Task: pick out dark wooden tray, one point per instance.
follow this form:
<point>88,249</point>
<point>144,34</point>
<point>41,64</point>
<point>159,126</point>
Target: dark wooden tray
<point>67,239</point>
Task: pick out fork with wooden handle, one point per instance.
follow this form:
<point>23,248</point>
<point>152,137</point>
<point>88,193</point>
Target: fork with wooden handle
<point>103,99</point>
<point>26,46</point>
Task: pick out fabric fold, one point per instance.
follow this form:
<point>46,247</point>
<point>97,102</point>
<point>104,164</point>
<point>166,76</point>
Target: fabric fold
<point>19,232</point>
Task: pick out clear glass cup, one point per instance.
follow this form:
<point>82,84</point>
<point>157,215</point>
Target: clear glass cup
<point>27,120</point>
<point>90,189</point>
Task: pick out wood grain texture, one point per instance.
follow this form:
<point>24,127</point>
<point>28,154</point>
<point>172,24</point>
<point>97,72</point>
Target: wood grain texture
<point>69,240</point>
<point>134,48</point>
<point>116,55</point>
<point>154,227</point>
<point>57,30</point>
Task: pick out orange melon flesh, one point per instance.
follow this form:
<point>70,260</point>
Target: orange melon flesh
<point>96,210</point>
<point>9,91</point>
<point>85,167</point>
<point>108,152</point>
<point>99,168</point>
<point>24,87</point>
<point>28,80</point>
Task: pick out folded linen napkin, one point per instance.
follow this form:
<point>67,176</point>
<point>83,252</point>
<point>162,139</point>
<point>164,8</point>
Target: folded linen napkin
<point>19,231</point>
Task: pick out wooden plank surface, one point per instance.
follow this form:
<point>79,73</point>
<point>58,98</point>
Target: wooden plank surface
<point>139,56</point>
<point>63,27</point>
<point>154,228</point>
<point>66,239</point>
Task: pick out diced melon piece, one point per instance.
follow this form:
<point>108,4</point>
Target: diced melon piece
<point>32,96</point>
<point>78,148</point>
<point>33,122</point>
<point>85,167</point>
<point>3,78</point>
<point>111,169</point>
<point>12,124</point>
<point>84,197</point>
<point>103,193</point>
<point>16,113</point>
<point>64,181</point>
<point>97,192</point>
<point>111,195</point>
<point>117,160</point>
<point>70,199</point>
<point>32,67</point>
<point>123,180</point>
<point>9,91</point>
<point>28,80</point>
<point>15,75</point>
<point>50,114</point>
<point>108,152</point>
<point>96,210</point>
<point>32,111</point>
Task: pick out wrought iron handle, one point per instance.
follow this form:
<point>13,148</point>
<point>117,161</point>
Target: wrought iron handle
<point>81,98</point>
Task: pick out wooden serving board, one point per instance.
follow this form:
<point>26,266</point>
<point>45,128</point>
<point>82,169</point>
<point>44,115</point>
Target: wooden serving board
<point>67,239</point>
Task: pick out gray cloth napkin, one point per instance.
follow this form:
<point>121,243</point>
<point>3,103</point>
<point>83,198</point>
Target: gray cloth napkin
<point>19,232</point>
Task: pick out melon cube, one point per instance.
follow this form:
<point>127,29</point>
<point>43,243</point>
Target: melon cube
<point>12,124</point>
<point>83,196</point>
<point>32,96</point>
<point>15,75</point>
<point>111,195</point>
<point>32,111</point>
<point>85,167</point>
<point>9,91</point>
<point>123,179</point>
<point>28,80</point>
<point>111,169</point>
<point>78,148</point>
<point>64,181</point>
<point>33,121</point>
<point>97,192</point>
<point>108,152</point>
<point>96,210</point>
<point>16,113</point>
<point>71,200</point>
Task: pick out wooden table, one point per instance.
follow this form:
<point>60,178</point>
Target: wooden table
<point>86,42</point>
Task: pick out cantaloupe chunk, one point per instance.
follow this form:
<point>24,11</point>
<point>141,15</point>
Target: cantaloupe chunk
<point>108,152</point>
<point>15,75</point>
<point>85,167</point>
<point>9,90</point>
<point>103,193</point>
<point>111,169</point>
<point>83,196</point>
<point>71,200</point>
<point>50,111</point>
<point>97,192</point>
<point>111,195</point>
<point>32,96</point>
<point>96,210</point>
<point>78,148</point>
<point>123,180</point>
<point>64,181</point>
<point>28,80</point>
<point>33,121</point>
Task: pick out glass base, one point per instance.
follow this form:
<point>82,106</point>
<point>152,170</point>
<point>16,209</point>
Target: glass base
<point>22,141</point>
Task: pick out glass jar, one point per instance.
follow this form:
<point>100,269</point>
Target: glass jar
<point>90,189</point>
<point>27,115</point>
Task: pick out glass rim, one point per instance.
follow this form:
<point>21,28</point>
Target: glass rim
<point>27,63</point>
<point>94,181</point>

▶ What the exercise asks:
Copy out all of the data above word for word, from the first line to the last.

▶ Worked solution:
Task: pick out dark wooden tray, one point per instance.
follow this form:
<point>88,249</point>
<point>144,34</point>
<point>41,64</point>
<point>159,126</point>
Target: dark wooden tray
<point>67,239</point>
Task: pick out fork with wooden handle, one point per instance.
follow this form:
<point>23,248</point>
<point>152,137</point>
<point>88,193</point>
Target: fork with wooden handle
<point>103,99</point>
<point>26,46</point>
Task: pick out fabric fold, one point per instance.
follow this form:
<point>46,247</point>
<point>97,102</point>
<point>104,164</point>
<point>166,76</point>
Target: fabric fold
<point>19,232</point>
Task: pick out clear glass cup, one point per instance.
follow this form:
<point>82,84</point>
<point>157,215</point>
Target: clear glass cup
<point>27,120</point>
<point>90,189</point>
Task: pick out wood grain texture, one point per instance.
follow this form:
<point>24,127</point>
<point>28,154</point>
<point>172,24</point>
<point>97,72</point>
Target: wood grain texture
<point>69,240</point>
<point>134,48</point>
<point>116,55</point>
<point>154,227</point>
<point>57,30</point>
Task: pick out orange melon flesh, one point per instance.
follow this form:
<point>70,260</point>
Target: orange melon flesh
<point>96,210</point>
<point>9,91</point>
<point>85,167</point>
<point>108,152</point>
<point>99,168</point>
<point>24,87</point>
<point>28,80</point>
Task: pick out folded linen napkin, one point per instance.
follow this form:
<point>67,176</point>
<point>83,252</point>
<point>162,139</point>
<point>164,8</point>
Target: folded linen napkin
<point>19,231</point>
Task: pick out wooden plank surface, one point per instance.
follow this form:
<point>79,73</point>
<point>58,98</point>
Target: wooden plank surface
<point>139,56</point>
<point>63,27</point>
<point>154,228</point>
<point>66,239</point>
Task: pick out diced melon piece, one point per instance.
follow this form:
<point>108,4</point>
Target: diced melon piece
<point>32,96</point>
<point>78,148</point>
<point>33,122</point>
<point>85,167</point>
<point>3,78</point>
<point>111,169</point>
<point>12,124</point>
<point>84,197</point>
<point>103,193</point>
<point>16,113</point>
<point>64,181</point>
<point>97,192</point>
<point>111,195</point>
<point>117,160</point>
<point>70,199</point>
<point>32,67</point>
<point>123,180</point>
<point>9,91</point>
<point>28,80</point>
<point>15,75</point>
<point>50,114</point>
<point>108,152</point>
<point>96,210</point>
<point>32,111</point>
Task: pick out wrought iron handle, one point per instance.
follow this form:
<point>13,148</point>
<point>117,161</point>
Target: wrought iron handle
<point>81,98</point>
Task: pick out wooden serving board, one point per instance.
follow this form:
<point>26,266</point>
<point>45,128</point>
<point>82,169</point>
<point>44,115</point>
Target: wooden serving board
<point>67,239</point>
Task: pick out gray cloth napkin, one point per instance.
follow this form:
<point>121,243</point>
<point>3,103</point>
<point>83,198</point>
Target: gray cloth napkin
<point>19,232</point>
Task: pick out melon cube, one point per instance.
follow this form:
<point>127,29</point>
<point>43,243</point>
Target: melon cube
<point>12,124</point>
<point>83,196</point>
<point>32,96</point>
<point>15,75</point>
<point>111,195</point>
<point>32,111</point>
<point>85,167</point>
<point>9,91</point>
<point>123,179</point>
<point>28,80</point>
<point>111,169</point>
<point>78,148</point>
<point>64,181</point>
<point>33,121</point>
<point>97,192</point>
<point>108,152</point>
<point>96,210</point>
<point>16,113</point>
<point>71,200</point>
Task: pick out wooden table, one point per instance.
follow this form:
<point>60,178</point>
Target: wooden table
<point>86,42</point>
Task: pick out cantaloupe chunk, one point per instance.
follow this form:
<point>24,11</point>
<point>141,15</point>
Target: cantaloupe chunk
<point>108,152</point>
<point>15,75</point>
<point>85,167</point>
<point>9,90</point>
<point>103,193</point>
<point>111,169</point>
<point>83,196</point>
<point>71,200</point>
<point>50,111</point>
<point>97,192</point>
<point>111,195</point>
<point>32,96</point>
<point>96,210</point>
<point>78,148</point>
<point>123,180</point>
<point>64,181</point>
<point>28,80</point>
<point>33,121</point>
Task: pick out glass base, one point per instance.
follow this form:
<point>82,106</point>
<point>152,170</point>
<point>16,209</point>
Target: glass base
<point>22,141</point>
Task: pick out glass jar, one point per instance.
follow this form:
<point>100,269</point>
Target: glass jar
<point>90,189</point>
<point>27,115</point>
Task: pick out glass rim, one point per instance.
follow this form:
<point>21,28</point>
Target: glass rim
<point>27,63</point>
<point>94,181</point>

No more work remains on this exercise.